RECORDS FOR THIS TASK

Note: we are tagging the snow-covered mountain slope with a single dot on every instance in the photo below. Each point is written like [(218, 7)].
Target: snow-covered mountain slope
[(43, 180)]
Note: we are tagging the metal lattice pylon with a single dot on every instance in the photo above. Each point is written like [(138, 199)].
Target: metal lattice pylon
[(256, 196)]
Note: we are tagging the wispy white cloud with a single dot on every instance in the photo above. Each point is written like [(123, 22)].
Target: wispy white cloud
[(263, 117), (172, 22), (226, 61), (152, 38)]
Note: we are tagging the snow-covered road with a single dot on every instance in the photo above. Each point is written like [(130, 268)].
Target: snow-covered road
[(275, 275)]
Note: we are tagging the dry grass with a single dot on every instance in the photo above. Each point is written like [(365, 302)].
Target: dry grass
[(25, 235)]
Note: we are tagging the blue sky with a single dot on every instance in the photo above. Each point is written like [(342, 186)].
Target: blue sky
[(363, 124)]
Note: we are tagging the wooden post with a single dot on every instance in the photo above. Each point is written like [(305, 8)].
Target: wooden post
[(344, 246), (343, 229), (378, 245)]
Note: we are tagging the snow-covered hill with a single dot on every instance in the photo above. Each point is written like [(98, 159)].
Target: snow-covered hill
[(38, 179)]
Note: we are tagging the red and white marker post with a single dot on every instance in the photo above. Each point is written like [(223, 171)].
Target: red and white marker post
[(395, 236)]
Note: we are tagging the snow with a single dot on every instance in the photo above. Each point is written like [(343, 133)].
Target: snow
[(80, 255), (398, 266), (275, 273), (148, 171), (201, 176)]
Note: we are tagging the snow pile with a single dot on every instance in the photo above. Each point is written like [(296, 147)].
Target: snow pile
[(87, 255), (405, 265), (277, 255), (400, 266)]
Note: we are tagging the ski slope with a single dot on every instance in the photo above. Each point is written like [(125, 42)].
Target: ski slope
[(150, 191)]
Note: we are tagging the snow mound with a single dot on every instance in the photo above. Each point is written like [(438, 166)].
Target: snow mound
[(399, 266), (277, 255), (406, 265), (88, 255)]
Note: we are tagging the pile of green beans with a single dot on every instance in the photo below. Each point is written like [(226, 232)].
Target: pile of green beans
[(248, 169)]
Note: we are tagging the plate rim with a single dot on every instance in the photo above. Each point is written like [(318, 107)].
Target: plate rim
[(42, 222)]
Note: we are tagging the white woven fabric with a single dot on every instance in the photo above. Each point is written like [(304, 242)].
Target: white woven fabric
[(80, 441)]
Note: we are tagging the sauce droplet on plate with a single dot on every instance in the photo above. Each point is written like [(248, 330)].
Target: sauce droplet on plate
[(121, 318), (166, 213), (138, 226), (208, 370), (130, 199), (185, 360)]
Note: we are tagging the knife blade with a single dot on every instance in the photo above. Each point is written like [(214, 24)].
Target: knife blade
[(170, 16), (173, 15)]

--

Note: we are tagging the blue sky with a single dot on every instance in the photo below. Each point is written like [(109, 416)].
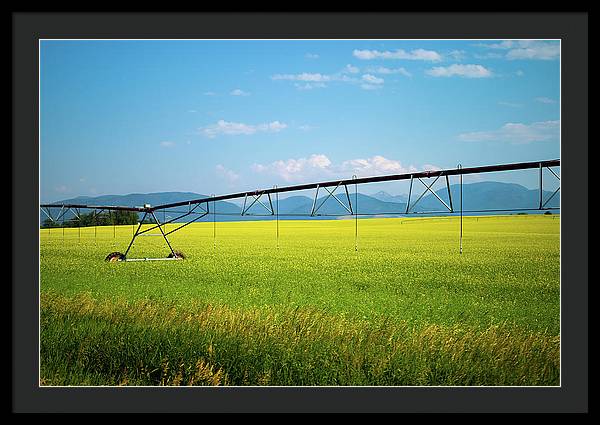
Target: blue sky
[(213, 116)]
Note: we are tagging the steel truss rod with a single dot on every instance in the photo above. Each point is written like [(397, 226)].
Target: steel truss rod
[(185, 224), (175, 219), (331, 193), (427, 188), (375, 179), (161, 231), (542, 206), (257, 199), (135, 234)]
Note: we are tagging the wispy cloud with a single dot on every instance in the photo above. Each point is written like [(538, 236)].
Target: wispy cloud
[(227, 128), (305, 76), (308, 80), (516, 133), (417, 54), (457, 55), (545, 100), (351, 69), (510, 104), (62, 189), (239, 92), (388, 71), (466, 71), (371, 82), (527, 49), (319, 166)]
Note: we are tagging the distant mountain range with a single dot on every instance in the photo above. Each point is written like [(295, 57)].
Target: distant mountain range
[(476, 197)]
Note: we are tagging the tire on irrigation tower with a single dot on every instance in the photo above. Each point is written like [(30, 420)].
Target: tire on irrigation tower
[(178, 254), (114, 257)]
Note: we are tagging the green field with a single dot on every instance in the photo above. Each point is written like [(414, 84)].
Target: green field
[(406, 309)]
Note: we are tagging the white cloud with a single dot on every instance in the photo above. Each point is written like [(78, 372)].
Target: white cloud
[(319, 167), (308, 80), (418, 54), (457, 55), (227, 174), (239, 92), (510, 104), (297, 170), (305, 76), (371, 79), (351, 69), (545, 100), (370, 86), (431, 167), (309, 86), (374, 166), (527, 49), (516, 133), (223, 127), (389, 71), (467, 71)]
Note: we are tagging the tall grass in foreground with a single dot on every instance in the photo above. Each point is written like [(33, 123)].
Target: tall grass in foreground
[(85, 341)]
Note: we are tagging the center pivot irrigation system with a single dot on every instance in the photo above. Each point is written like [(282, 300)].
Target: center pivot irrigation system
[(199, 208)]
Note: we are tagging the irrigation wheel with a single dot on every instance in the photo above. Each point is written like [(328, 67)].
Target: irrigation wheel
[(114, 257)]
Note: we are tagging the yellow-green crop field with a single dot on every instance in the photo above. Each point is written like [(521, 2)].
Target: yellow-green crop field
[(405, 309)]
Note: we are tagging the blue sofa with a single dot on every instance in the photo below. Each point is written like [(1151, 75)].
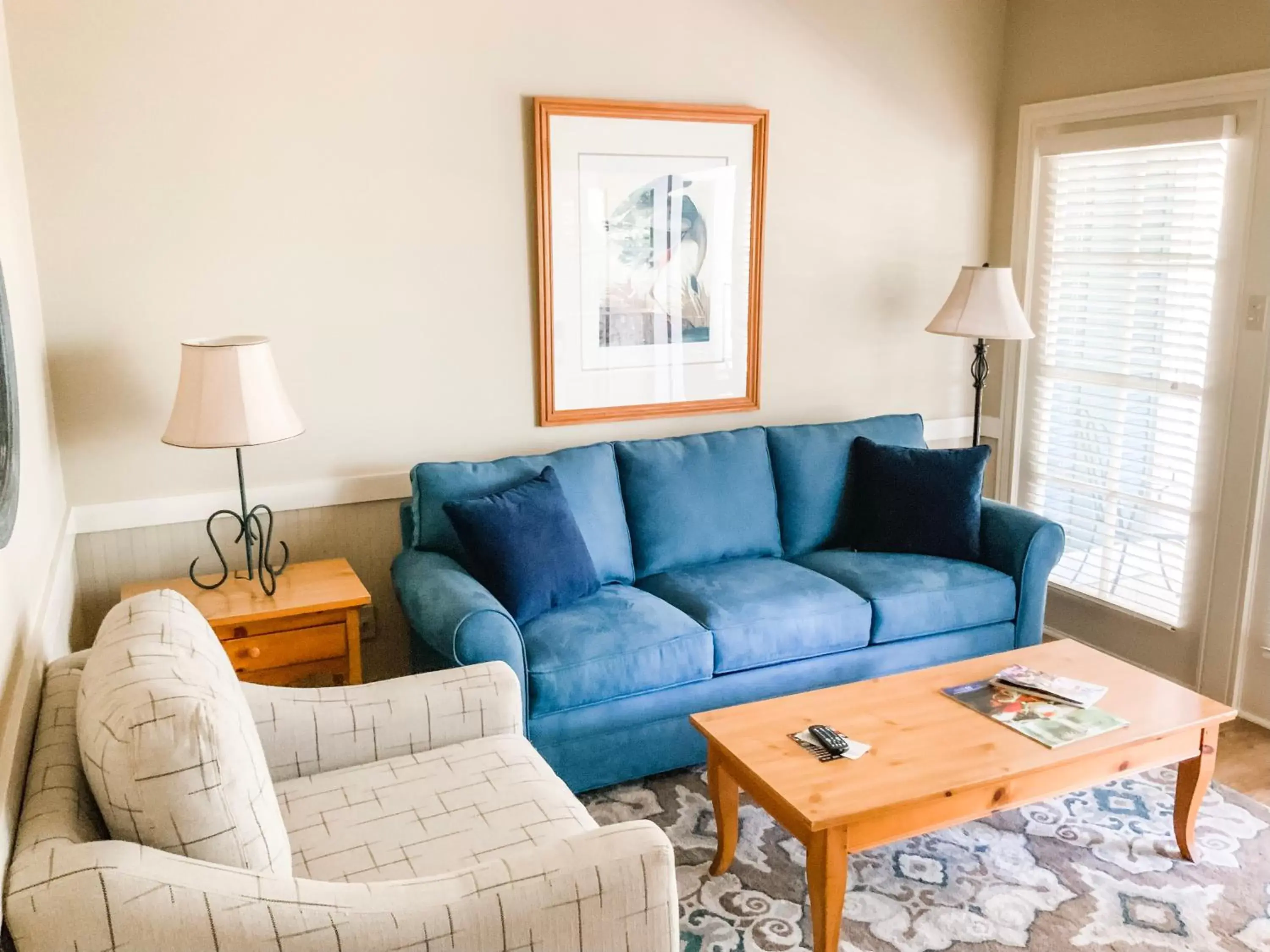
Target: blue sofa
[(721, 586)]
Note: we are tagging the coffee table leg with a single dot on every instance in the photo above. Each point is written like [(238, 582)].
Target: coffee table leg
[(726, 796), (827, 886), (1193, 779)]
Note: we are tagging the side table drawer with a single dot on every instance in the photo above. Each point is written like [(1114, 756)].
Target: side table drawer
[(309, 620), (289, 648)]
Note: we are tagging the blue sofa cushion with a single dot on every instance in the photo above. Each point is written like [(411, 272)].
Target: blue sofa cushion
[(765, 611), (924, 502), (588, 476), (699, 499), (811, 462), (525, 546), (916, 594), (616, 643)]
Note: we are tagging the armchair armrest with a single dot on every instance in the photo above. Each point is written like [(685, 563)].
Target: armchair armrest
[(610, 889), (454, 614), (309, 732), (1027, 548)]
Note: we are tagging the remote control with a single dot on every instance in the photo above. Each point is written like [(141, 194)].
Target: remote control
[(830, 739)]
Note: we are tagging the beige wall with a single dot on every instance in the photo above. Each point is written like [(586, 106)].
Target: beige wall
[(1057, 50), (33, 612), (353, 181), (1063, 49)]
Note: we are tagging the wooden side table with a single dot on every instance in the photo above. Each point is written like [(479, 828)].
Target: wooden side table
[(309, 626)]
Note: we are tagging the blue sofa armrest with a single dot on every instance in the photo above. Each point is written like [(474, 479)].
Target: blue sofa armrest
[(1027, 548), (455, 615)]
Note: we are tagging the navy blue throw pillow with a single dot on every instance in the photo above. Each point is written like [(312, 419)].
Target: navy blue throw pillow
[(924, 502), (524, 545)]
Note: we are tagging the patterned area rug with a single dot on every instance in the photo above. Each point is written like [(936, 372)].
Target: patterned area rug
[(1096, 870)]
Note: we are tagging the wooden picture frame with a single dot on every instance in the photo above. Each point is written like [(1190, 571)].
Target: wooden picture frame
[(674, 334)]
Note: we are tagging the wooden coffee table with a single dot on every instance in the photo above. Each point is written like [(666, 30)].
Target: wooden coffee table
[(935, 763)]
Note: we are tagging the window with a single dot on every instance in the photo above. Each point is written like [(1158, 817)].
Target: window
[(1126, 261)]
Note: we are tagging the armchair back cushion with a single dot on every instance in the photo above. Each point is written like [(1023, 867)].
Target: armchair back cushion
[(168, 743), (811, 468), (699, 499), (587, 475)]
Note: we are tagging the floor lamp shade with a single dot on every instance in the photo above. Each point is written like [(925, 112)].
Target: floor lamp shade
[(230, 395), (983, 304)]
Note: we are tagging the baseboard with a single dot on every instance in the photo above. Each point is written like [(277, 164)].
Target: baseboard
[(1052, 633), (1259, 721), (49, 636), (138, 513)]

WHAT IS REQUIRED
Look through the entries. Copy out each line with "below" in it.

SOLUTION TO THIS EXERCISE
Note: we are tagging the snow-covered mountain slope with a single dot on every instance in the photo below. Each point is written like [(218, 7)].
Note: we are tagging the pile of green beans with a single dot on every instance in the photo below. Each point is written like [(226, 232)].
Note: we are tagging the blue sky with a single dot on every instance in the photo below. Each point is written like [(109, 416)].
Note: we are tagging the blue sofa with a single dot on every instance in the photo below. Each point is written like [(1151, 75)].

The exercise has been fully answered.